■ What the task asks ■
Render every line of the items below as a Markdown table with two columns, Row and Line. Number the rows in order and skip any blank lines.

(Data records)
(begin)
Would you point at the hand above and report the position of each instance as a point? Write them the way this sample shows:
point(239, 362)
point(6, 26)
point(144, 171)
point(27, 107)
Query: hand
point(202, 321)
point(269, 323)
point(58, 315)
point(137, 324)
(end)
■ Task answer ■
| Row | Line |
|---|---|
| 1 | Would you point at the hand above and report the position of each instance as a point? Write them the way this sample shows: |
| 2 | point(239, 362) |
| 3 | point(6, 26) |
| 4 | point(144, 171) |
| 5 | point(27, 107) |
| 6 | Query: hand |
| 7 | point(202, 321) |
| 8 | point(269, 323) |
| 9 | point(58, 315) |
| 10 | point(137, 324) |